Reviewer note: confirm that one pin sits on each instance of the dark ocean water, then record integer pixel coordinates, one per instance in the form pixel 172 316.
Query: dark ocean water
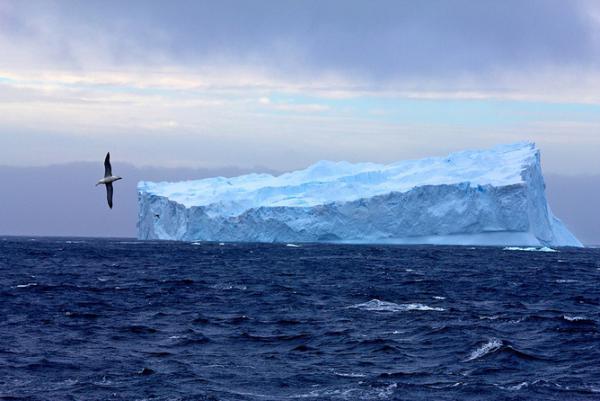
pixel 126 320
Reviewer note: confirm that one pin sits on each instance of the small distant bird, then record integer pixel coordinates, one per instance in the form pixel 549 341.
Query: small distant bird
pixel 108 179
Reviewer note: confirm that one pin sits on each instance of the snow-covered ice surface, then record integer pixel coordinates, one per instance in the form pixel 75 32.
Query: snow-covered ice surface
pixel 486 197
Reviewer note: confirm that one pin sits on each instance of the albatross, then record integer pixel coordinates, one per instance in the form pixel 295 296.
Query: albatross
pixel 108 179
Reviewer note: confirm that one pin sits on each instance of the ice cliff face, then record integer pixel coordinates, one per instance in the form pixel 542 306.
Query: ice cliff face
pixel 489 197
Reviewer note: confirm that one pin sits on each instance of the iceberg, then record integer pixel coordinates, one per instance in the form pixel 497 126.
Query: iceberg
pixel 476 197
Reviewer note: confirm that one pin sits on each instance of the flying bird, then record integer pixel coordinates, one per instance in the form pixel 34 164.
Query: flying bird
pixel 108 179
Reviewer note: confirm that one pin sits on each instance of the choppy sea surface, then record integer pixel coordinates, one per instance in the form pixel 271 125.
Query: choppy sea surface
pixel 97 319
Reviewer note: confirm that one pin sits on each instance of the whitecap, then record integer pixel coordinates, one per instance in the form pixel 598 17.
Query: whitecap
pixel 492 345
pixel 341 374
pixel 514 387
pixel 529 249
pixel 383 306
pixel 575 318
pixel 26 285
pixel 226 286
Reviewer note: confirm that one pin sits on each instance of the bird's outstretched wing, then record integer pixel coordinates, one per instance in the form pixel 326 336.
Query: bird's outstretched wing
pixel 109 194
pixel 107 167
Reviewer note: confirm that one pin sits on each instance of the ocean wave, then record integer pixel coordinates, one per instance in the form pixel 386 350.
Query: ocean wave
pixel 529 249
pixel 225 286
pixel 578 319
pixel 376 305
pixel 26 285
pixel 489 347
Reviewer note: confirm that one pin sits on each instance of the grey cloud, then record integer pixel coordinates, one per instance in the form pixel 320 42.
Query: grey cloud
pixel 376 41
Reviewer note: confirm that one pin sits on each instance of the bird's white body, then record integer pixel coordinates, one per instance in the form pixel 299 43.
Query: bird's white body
pixel 108 180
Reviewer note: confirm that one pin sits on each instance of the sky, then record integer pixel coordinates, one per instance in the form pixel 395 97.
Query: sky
pixel 281 84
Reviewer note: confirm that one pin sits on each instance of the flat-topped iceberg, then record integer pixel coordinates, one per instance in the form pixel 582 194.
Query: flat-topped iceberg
pixel 486 197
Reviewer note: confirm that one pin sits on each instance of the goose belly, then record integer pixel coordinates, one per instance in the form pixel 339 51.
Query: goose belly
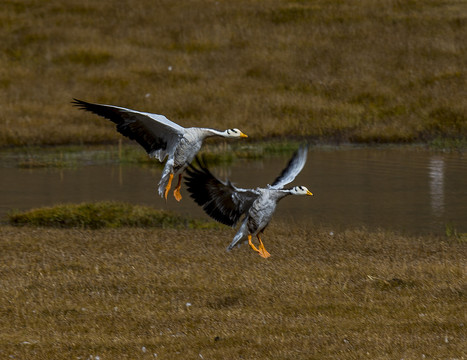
pixel 185 153
pixel 260 215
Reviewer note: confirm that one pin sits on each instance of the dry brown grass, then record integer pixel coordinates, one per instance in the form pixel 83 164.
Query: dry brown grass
pixel 360 70
pixel 79 294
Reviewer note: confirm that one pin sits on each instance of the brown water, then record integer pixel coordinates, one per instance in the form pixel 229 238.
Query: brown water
pixel 404 190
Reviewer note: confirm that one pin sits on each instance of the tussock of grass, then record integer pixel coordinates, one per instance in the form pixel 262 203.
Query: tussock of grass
pixel 356 294
pixel 327 70
pixel 103 215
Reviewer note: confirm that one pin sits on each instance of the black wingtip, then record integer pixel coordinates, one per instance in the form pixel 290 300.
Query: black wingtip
pixel 80 104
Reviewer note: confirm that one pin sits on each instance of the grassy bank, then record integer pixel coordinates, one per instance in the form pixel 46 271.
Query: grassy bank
pixel 134 293
pixel 358 71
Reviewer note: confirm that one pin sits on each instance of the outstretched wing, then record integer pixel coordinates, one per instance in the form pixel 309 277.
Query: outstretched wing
pixel 220 200
pixel 295 165
pixel 155 133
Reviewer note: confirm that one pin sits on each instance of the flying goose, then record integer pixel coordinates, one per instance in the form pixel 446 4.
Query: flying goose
pixel 226 203
pixel 160 137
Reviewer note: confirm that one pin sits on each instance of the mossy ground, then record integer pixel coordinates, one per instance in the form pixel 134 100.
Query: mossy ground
pixel 358 71
pixel 134 292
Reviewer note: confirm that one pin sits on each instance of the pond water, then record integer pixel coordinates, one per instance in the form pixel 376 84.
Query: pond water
pixel 410 191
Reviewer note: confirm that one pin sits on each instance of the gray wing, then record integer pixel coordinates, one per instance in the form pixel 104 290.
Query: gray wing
pixel 155 133
pixel 220 200
pixel 293 168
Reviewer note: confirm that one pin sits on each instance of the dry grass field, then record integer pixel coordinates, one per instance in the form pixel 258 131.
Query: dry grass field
pixel 177 294
pixel 359 71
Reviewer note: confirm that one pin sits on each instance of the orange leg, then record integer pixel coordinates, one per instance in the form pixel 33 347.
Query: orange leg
pixel 177 194
pixel 169 184
pixel 262 250
pixel 251 244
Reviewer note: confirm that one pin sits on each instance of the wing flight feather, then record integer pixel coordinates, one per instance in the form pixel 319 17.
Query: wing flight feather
pixel 293 168
pixel 220 200
pixel 155 133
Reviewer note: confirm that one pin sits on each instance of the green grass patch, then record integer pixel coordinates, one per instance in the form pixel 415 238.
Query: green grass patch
pixel 103 215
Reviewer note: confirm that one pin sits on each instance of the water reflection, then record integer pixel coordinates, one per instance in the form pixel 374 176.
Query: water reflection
pixel 407 191
pixel 436 175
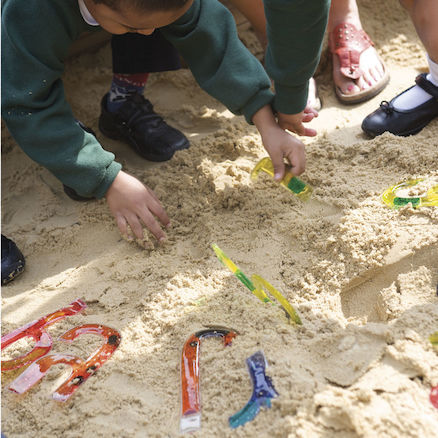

——

Challenge →
Reproduce all of the material above word for word, leaving out the pictures.

Task result →
Reviewer note: confirm that one pin sits on each instance of the dark ocean water, then record integer pixel coordinates, one per instance in the form pixel 172 316.
Query: dark ocean water
pixel 126 320
Reviewer note: confirm that one pin sits on each instance of the small distant bird, then record integer pixel coordinates, one per instance in the form pixel 549 341.
Query: small distant bird
pixel 108 179
Reviewer note: confirm that one pin sits on each instance of the snow-covered ice surface, then record integer pixel coordinates, one per instance in the form pixel 75 32.
Query: snow-covered ice surface
pixel 486 197
Reviewer note: confirm that one pin sits on each instance of the albatross, then record integer pixel coordinates, one per instance in the form pixel 295 296.
Query: albatross
pixel 108 179
Reviewer note: confirm that one pin sits on each instance of the ice cliff face, then record integer pixel coordinates, one per instance in the form pixel 542 306.
Query: ice cliff face
pixel 489 197
Reviewer note: confirm that one pin sits on each instance of the iceberg, then record integer pixel coordinates, one per instance in the form pixel 497 126.
Query: iceberg
pixel 476 197
Reviewer note: confirm that one pin sits on each instance of the flying bird, then record integer pixel coordinates, one per instance in the form pixel 34 164.
Query: flying bird
pixel 108 179
Reviewer note: confirm that one pin sits on each instance of the choppy sea surface, then record integer pixel coordinates, one per instance in the form pixel 271 125.
Query: choppy sea surface
pixel 97 319
Reviewer note: confirm that one pin sits on each instance of the whitecap, then record integer pixel coordinates, one per instance in the form pixel 598 17.
Query: whitecap
pixel 492 345
pixel 341 374
pixel 514 387
pixel 529 249
pixel 383 306
pixel 575 318
pixel 26 285
pixel 226 286
Reviewer note: confirm that one pin sits on each instance of the bird's outstretched wing, then record integer pixel coordinates, one per instance in the form pixel 326 336.
Query: bird's outstretched wing
pixel 109 194
pixel 107 167
Reviewer note: confirm that one pin sits on each instance of the ocean wave, then record integer pixel coordinates, one per instance in the form pixel 386 350.
Query: ocean wave
pixel 529 249
pixel 225 286
pixel 578 319
pixel 376 305
pixel 26 285
pixel 489 347
Reviewer note: confirm that one pin sits on each instance of the grey cloud, then record integer pixel coordinates, one per instance in the form pixel 320 42.
Query: grey cloud
pixel 376 41
Reviewer note: confirm that one pin sits on each instance of the bird's white body, then record integer pixel coordinates, one per instance in the form pixel 299 43.
Query: bird's white body
pixel 108 180
Reviewer note: confirm that one pin sits on each instance of the sky, then record integer pixel coordinates, one per instance in the form pixel 395 97.
Query: sky
pixel 281 84
Reviewer note: confirm that one pin sits on each instance of the flat-topped iceberg, then record integer pixel coordinates, one per instance in the form pixel 582 194.
Query: flat-topped iceberg
pixel 486 197
Reviewer note: confirm that one pin sits on each instance of the goose belly, then record integer pixel coordinates, one per instance in the form pixel 339 51.
Query: goose belly
pixel 185 153
pixel 260 215
Reviewer note: confirm that one pin sits on each instance of the dry brown grass, then record integer pixel coordinates, one per instance in the form pixel 83 164.
Query: dry brown grass
pixel 360 70
pixel 79 294
Reviewer note: confirm that one pin sits on each instance of the brown water, then record integer pixel coordinates, one per instance in the form pixel 229 238.
Query: brown water
pixel 404 190
Reviewer note: confirm that one pin sits on each instance of the tussock of grass, then record integer pixel coordinates, one per instance in the form pixel 262 203.
Query: tussock of grass
pixel 356 294
pixel 327 70
pixel 103 215
Reviewer note: confirm that one pin sits on each instance of the black wingtip, then record integer pixel coordinates, one per instance in the form pixel 290 300.
Query: black wingtip
pixel 80 104
Reviewer note: confirm that one pin sits on each instance of the grassy bank, then record integer pixel coordinates, one per instance in the form pixel 46 271.
Query: grassy bank
pixel 134 293
pixel 358 71
Reviewer note: confirm that one pin sits on each instance of the outstretched wing, then record integer pixel coordinates, one per instance in the form pixel 309 277.
Query: outstretched wing
pixel 220 200
pixel 295 165
pixel 155 133
Reviewer note: confirm that one pin sits on each instance of the flying goose, then record integer pixel coordinates, one per instance in the form pixel 446 4.
Query: flying goose
pixel 226 203
pixel 160 137
Reviewer note: confirm that one pin sits on each instance of the mossy ground, then record integer pixel coordinates, one per instance in the form pixel 134 100.
Query: mossy ground
pixel 358 71
pixel 134 292
Reviewer note: confirm that one pin sits on each instance of the pond water, then record integer pixel coordinates, one per instance in the form pixel 376 84.
Query: pond water
pixel 410 191
Reviewer note: confirm that one pin sits on each instance of the gray wing, then record integer pixel coordinates, one per instance in the form pixel 104 290.
Query: gray wing
pixel 155 133
pixel 220 200
pixel 293 168
Reviewer note: confirm that one pin sits on each instance of the dry grass field, then record integer pixel coordinates, one per instance in the form pixel 258 131.
Query: dry grass field
pixel 177 294
pixel 359 71
Reviewer note: confirm that one pin sits on each instance of the orange leg, then record integer pixel coordinates, one per instance in the form pixel 33 347.
Query: orange leg
pixel 177 194
pixel 169 184
pixel 262 250
pixel 251 244
Reviewer note: confirm that one pin sits on each instance of the wing flight feather, then record integer pixel coordinates, one per instance in the form pixel 319 17.
Query: wing flight feather
pixel 293 168
pixel 220 200
pixel 155 133
Reviewer note: confirm that one pin sits on each instance of the green grass patch, then record integer pixel coordinates, one per instance in the form pixel 415 238.
Query: green grass patch
pixel 103 215
Reviewer note: confirm that one pin sits on each instance of the water reflection, then record integer pixel coordinates, one per instance in the form pixel 374 176.
Query: water reflection
pixel 407 191
pixel 436 175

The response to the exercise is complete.